Could you set out the entries as a numbered list, from the very first line through the line containing "[[130, 972], [194, 1110], [219, 275], [298, 1134]]", with blank lines left out?

══ RECORDS FOR THIS EXERCISE ══

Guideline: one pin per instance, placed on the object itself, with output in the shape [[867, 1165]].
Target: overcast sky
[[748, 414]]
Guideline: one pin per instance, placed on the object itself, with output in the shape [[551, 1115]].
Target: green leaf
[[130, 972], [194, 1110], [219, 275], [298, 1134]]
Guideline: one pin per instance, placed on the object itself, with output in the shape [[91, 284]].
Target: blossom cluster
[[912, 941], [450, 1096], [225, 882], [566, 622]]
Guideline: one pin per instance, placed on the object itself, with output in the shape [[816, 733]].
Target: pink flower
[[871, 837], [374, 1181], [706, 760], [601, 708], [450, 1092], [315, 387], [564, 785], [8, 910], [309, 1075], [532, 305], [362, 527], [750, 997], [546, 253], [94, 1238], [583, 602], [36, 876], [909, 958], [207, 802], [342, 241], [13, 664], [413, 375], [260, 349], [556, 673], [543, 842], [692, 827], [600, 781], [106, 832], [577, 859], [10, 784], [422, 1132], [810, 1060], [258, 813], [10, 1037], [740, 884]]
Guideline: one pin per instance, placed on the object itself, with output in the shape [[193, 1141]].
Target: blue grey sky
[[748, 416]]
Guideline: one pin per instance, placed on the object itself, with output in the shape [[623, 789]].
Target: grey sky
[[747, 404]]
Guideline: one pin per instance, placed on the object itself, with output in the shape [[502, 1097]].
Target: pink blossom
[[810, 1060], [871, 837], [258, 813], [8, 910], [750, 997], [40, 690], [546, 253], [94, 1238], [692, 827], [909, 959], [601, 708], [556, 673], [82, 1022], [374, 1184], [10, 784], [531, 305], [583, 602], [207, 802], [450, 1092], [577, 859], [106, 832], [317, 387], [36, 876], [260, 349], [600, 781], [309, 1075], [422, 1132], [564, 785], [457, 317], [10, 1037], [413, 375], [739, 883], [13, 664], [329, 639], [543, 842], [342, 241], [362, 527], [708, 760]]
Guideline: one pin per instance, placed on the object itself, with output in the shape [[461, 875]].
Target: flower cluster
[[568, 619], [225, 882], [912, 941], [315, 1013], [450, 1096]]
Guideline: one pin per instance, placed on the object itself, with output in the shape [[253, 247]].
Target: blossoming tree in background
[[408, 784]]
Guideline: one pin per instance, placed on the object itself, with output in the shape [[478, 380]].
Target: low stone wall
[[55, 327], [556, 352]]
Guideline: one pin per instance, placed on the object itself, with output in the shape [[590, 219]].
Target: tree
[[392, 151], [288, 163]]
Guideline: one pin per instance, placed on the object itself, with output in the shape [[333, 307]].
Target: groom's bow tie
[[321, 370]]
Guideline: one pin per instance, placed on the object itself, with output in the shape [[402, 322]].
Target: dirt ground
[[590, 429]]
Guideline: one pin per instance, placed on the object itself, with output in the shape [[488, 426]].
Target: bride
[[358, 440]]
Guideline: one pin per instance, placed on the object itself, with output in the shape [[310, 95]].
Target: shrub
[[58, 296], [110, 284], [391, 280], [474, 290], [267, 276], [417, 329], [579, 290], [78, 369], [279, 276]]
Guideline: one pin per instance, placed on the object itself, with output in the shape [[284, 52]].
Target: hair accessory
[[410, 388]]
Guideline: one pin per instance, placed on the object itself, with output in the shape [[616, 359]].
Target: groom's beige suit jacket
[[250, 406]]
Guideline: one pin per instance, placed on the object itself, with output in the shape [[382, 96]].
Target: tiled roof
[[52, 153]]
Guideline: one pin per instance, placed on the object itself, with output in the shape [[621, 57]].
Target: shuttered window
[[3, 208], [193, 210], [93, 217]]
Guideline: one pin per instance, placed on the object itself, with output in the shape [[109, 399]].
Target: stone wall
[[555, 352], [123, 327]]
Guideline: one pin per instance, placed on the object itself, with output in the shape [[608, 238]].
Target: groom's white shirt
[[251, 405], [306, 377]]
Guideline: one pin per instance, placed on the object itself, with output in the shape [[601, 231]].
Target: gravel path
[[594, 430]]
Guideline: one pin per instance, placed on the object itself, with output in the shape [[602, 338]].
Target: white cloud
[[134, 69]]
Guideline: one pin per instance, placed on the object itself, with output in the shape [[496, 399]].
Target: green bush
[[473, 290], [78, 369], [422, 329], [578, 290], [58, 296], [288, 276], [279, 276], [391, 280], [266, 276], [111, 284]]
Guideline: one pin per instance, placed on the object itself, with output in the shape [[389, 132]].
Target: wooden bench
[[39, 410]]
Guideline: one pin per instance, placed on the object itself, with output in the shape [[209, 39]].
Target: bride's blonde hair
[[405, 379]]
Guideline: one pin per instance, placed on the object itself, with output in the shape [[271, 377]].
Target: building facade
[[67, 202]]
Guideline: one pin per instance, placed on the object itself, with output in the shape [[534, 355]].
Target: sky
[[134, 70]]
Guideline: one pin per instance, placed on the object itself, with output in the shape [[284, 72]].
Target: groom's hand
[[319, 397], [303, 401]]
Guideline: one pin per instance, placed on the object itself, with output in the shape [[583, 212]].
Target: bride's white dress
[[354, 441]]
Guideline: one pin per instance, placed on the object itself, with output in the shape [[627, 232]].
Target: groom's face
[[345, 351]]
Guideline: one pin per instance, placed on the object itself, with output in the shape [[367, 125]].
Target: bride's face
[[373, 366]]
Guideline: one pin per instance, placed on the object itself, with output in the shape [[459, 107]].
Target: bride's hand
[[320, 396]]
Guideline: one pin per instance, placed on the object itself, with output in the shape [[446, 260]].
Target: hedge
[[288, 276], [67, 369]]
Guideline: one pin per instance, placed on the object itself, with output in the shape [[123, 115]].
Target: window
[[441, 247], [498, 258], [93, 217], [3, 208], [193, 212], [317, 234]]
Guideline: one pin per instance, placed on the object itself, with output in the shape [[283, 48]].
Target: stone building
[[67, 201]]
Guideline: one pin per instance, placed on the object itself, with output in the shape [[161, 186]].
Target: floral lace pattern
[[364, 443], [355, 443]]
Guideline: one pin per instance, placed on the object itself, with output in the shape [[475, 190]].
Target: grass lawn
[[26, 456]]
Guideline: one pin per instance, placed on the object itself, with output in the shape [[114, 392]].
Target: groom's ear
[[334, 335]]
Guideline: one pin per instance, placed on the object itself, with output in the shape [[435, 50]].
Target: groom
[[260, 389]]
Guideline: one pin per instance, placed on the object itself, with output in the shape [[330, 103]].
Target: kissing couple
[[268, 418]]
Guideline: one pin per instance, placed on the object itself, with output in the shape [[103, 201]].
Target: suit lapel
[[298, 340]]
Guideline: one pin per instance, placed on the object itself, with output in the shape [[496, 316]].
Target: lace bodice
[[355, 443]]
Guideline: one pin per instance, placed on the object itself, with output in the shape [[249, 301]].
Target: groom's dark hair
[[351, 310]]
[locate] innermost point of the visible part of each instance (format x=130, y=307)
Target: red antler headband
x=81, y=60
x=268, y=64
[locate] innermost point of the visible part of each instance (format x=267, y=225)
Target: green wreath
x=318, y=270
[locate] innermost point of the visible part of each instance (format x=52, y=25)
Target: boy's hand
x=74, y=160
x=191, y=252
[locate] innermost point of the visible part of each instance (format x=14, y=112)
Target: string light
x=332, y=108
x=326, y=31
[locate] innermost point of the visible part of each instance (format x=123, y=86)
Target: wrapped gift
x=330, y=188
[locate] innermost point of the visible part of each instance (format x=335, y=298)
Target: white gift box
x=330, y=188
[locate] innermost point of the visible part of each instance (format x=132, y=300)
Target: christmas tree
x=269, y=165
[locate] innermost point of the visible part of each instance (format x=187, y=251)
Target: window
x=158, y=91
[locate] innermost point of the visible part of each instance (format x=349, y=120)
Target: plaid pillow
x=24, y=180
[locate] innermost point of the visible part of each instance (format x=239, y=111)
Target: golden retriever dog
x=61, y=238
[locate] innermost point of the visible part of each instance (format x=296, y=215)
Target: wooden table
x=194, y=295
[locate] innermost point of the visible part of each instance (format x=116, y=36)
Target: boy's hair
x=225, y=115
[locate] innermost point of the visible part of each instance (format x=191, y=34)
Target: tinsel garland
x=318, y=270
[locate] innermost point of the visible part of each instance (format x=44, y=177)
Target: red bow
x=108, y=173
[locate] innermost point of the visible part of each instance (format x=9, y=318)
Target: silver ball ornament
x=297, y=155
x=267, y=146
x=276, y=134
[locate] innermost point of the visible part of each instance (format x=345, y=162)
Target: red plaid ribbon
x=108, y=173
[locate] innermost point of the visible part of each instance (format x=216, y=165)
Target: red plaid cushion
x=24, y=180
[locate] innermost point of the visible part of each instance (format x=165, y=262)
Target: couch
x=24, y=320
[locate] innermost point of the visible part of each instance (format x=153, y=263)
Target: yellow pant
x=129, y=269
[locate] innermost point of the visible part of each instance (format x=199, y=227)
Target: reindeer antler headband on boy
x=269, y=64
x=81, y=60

═══

### EXERCISE OUTPUT:
1. Guideline: one pin per instance, placed on the object itself, with output in the shape [[867, 1165]].
2. Target: overcast sky
3. [[748, 414]]
4. Guideline: one pin per instance, placed on the object itself, with output in the shape [[551, 1115]].
5. Target: green leaf
6. [[130, 972], [194, 1110], [219, 275], [298, 1134]]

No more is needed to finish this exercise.